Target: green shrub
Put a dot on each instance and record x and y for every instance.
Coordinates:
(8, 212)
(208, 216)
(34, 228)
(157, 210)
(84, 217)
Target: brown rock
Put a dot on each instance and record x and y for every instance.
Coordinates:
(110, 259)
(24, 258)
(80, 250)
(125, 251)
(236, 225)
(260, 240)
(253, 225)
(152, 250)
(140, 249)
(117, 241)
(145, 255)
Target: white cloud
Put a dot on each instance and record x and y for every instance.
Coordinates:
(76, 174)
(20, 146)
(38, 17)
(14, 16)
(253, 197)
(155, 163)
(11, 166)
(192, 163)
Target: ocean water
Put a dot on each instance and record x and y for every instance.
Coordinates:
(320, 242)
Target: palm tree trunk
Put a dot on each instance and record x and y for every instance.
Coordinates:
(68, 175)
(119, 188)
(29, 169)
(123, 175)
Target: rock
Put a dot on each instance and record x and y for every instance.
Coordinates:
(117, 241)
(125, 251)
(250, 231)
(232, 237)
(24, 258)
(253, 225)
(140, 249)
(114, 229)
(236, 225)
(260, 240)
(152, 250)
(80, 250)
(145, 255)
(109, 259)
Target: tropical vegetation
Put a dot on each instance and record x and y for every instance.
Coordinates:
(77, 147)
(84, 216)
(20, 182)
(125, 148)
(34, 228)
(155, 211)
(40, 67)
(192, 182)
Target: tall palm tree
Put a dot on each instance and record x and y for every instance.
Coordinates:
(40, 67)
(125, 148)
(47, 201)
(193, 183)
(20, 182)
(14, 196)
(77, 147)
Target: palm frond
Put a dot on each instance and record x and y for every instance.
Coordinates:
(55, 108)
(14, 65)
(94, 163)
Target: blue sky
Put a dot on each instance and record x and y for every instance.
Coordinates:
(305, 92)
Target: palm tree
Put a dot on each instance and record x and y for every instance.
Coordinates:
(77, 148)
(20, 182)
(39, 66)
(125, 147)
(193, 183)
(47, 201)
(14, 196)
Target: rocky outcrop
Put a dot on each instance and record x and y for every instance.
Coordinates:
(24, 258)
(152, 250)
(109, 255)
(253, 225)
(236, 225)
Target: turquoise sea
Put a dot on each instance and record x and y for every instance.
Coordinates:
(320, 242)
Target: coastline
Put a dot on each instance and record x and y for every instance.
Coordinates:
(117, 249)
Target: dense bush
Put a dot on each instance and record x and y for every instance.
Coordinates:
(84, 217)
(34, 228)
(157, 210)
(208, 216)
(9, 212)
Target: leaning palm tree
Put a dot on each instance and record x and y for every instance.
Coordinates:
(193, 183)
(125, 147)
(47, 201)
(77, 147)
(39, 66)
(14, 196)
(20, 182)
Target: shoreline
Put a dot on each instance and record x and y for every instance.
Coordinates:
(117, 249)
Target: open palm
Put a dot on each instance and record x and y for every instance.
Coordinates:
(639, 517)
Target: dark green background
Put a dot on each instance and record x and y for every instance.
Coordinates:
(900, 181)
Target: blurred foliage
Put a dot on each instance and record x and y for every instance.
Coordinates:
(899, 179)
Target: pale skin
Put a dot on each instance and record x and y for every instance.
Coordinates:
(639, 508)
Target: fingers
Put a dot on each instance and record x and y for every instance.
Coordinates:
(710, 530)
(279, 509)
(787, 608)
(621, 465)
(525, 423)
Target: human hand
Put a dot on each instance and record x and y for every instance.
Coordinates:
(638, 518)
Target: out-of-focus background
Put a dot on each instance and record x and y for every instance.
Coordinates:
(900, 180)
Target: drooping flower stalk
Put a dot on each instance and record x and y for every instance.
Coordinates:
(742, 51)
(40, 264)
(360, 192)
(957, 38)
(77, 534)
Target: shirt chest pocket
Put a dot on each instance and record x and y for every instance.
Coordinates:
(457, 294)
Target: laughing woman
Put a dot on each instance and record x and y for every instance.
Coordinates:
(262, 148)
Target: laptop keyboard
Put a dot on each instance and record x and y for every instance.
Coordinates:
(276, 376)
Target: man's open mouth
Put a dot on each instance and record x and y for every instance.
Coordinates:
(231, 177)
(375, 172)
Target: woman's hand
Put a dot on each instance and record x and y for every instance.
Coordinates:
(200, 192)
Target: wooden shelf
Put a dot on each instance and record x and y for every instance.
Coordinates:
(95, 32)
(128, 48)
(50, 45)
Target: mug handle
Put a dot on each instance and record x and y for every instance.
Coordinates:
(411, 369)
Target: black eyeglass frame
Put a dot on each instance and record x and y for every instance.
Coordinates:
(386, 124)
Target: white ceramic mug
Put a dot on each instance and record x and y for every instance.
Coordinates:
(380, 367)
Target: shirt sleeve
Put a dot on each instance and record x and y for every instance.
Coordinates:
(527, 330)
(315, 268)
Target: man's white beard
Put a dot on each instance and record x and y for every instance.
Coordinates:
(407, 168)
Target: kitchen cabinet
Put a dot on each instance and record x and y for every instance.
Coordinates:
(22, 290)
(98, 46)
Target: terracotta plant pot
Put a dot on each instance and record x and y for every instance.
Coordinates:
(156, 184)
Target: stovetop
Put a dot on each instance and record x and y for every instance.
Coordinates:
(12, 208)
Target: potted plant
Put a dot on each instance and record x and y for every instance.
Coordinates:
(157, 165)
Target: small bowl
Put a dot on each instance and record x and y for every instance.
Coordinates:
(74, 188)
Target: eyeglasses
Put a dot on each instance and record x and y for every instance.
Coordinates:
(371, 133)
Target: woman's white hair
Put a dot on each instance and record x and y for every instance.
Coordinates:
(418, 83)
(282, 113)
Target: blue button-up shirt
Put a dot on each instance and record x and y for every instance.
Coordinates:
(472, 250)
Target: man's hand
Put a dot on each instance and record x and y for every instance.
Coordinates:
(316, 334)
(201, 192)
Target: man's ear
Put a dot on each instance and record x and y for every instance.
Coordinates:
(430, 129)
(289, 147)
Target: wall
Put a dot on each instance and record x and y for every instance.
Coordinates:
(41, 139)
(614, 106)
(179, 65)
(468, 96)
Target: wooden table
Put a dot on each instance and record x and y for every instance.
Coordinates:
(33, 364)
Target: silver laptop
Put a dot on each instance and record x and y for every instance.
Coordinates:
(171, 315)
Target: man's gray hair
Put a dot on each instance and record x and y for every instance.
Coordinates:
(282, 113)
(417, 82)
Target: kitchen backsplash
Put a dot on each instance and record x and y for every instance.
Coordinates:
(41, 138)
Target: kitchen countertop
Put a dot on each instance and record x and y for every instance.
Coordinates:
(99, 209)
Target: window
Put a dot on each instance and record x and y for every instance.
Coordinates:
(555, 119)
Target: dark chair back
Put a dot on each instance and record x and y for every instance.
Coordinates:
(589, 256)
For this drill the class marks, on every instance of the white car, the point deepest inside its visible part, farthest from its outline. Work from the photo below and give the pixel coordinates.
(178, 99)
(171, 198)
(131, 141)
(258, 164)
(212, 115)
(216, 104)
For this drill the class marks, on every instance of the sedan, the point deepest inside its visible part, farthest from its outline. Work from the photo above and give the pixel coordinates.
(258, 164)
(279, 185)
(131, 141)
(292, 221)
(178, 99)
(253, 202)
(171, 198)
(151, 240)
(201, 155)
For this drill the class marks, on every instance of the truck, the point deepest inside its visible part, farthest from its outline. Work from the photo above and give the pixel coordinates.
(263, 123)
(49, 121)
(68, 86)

•••

▶ **THE PROBLEM**: Every line of the material must be returned exactly as it appears.

▶ **EXPECTED OUTPUT**:
Target: green shrub
Put a dot on each instance and record x and y for every instance.
Coordinates:
(8, 212)
(208, 216)
(34, 228)
(157, 210)
(84, 217)
Target: brown rock
Put a dot on each instance and record x and y for every instance.
Coordinates:
(110, 259)
(24, 258)
(80, 250)
(125, 251)
(236, 225)
(260, 240)
(253, 225)
(152, 250)
(140, 249)
(117, 241)
(145, 255)
Target: white cloud
Put a dot on each instance and record x and y for every instance.
Coordinates:
(76, 174)
(20, 146)
(38, 17)
(14, 16)
(253, 197)
(155, 163)
(11, 166)
(192, 163)
Target: ocean water
Put a dot on each instance and record x and y for every instance.
Coordinates:
(320, 242)
Target: palm tree trunk
Put a dot on each instance and record x and y for every instance.
Coordinates:
(68, 175)
(119, 188)
(29, 169)
(123, 175)
Target: rock
Put a dot on each instance and record x and y for every instance.
Coordinates:
(117, 241)
(125, 251)
(250, 231)
(232, 237)
(24, 258)
(253, 225)
(140, 249)
(114, 229)
(236, 225)
(260, 240)
(152, 250)
(80, 250)
(145, 255)
(109, 259)
Target: tropical vegetation
Put a dot on each instance and record x and y for every instance.
Coordinates:
(77, 147)
(84, 216)
(20, 182)
(125, 148)
(34, 228)
(155, 211)
(40, 67)
(192, 182)
Target: tall palm tree
Put a dot on each instance and record x and y for every instance.
Coordinates:
(40, 67)
(125, 148)
(47, 201)
(193, 183)
(20, 182)
(14, 196)
(77, 147)
Target: palm frond
Put a dot on each instance and record x and y for every instance.
Coordinates:
(55, 108)
(14, 65)
(94, 163)
Target: blue sky
Put a dot on each instance and record x and y for every instance.
Coordinates:
(305, 92)
Target: palm tree
Put a dot on each instance and record x and y for every instance.
Coordinates:
(77, 148)
(20, 182)
(39, 66)
(125, 147)
(193, 183)
(47, 201)
(14, 196)
Target: rocky outcrop
Put a dot on each instance and record x and y for every instance.
Coordinates:
(24, 258)
(152, 250)
(109, 255)
(253, 225)
(236, 225)
Target: turquoise sea
Put a dot on each instance and record x and y for every instance.
Coordinates:
(320, 242)
Target: coastline
Put a dot on each instance and record x and y for every instance.
Coordinates:
(117, 249)
Target: dense bush
Put a dot on each instance and record x and y for every instance.
Coordinates:
(84, 217)
(34, 228)
(157, 210)
(208, 216)
(9, 212)
Target: leaning palm tree
Put a dot on each instance and record x and y for every instance.
Coordinates:
(193, 183)
(125, 147)
(47, 201)
(77, 147)
(39, 66)
(14, 196)
(20, 182)
Target: shoreline
Put a dot on each instance and record x and y for every instance.
Coordinates:
(117, 249)
Target: open palm
Put a dot on each instance and record x and y for every instance.
Coordinates:
(639, 517)
Target: dark green background
Put a dot on each instance and record x and y for every instance.
Coordinates:
(900, 181)
Target: blurred foliage
Put a dot on each instance and record x and y for every instance.
Coordinates:
(899, 179)
Target: pale skin
Put a dot on each instance and record x and y for every instance.
Coordinates:
(639, 508)
Target: fingers
Put a dot on each instance and record x and y for every instance.
Coordinates:
(710, 530)
(279, 509)
(787, 608)
(621, 465)
(525, 423)
Target: human hand
Put a dot on each instance and record x and y for every instance.
Coordinates:
(638, 518)
Target: out-of-focus background
Put a dot on each instance and record x and y for every instance.
Coordinates:
(900, 180)
Target: drooping flower stalk
Put a dot on each instance and record x and y for every instance.
Coordinates:
(742, 51)
(40, 264)
(360, 192)
(957, 38)
(77, 534)
Target: shirt chest pocket
Put a dot on each instance and record x and y for every instance.
Coordinates:
(457, 294)
Target: laughing woman
Put a dot on each instance and record x and y for every instance.
Coordinates:
(262, 148)
Target: laptop keyboard
Put a dot on each instance and record x and y for every instance.
Coordinates:
(276, 376)
Target: man's open mouth
Put a dot on each instance and record x and y for every instance.
Coordinates:
(231, 177)
(375, 172)
Target: woman's hand
Put a dot on each instance and record x and y for every instance.
Coordinates:
(200, 192)
Target: wooden shelf
Put a dot on each instance and record x and y for every instance.
Coordinates:
(95, 32)
(128, 48)
(50, 45)
Target: mug handle
Put a dot on each instance and record x and y for every instance.
Coordinates:
(411, 369)
Target: black eyeglass frame
Put a dot on each instance and record x and y for every instance.
Coordinates:
(386, 124)
Target: white ceramic mug
Put a dot on each instance and record x and y for every instance.
Coordinates:
(380, 367)
Target: shirt sleeve
Put a dot on each instance and record x and y for every instance.
Coordinates:
(527, 330)
(315, 268)
Target: man's white beard
Put a dot on each instance and record x and y for every instance.
Coordinates:
(407, 168)
Target: kitchen cabinet
Put a dot on each instance and record x and y for every instance.
Coordinates:
(22, 290)
(98, 46)
Target: terracotta plant pot
Put a dot on each instance and record x and y for every instance.
Coordinates:
(156, 184)
Target: stovetop
Put a dot on each instance and record x and y for every instance.
Coordinates:
(12, 208)
Target: potted plant
Put a dot on each instance and record x and y for every instance.
Coordinates:
(157, 165)
Target: small bowl
Put a dot on each instance and record x and y for every instance.
Coordinates:
(74, 188)
Target: eyeglasses
Put a dot on each instance and record x and y for every instance.
Coordinates:
(371, 133)
Target: woman's white hair
Put a dot on each instance and record x and y for every instance.
Coordinates:
(418, 83)
(282, 113)
Target: blue button-up shirt
Put a dot on each instance and record x and y for every instance.
Coordinates:
(472, 250)
Target: man's hand
Put a dot on each instance and record x and y for every instance.
Coordinates:
(316, 334)
(201, 192)
Target: man's ear
Put a dot on each instance and record x and y for every instance.
Coordinates:
(430, 129)
(289, 147)
Target: wall
Put a dot on each instance and record x and y for every instance.
Coordinates:
(41, 139)
(614, 106)
(179, 65)
(468, 96)
Target: wooden table
Put a dot on each instance and record x and y for every instance.
Coordinates:
(33, 364)
Target: silver laptop
Put a dot on each instance and record x and y for every instance.
Coordinates:
(171, 315)
Target: man's gray hair
Put a dot on each instance and record x and y for every instance.
Coordinates:
(282, 113)
(417, 82)
Target: kitchen backsplash
Put a dot on each instance and record x and y for every instance.
Coordinates:
(41, 138)
Target: kitchen countertop
Put a dot on each instance and record x and y for every instance.
Coordinates:
(99, 209)
Target: window
Put a dot on each instance and record x and y for every instance.
Coordinates:
(555, 119)
Target: dark chair back
Put a dot on each instance and record x and y for every instance.
Coordinates:
(589, 256)
For this drill the class marks, on every instance of the white car, the point deepest inside its visible part, farthest from its outline. Work from the photo below and give the pixel coordinates.
(178, 99)
(171, 198)
(131, 141)
(258, 164)
(212, 115)
(216, 104)
For this drill the class marks, on every instance of the sedan, the point deepest inside its visible part, farthest from its outline. Work from the photo above and give the pixel coordinates.
(258, 164)
(279, 185)
(131, 141)
(292, 221)
(178, 99)
(253, 202)
(171, 198)
(151, 240)
(201, 155)
For this drill the class marks, on every instance of the truck, the point deepest inside its visible part, farthest from its outline. Work from the photo above and give the pixel coordinates.
(263, 123)
(49, 121)
(68, 86)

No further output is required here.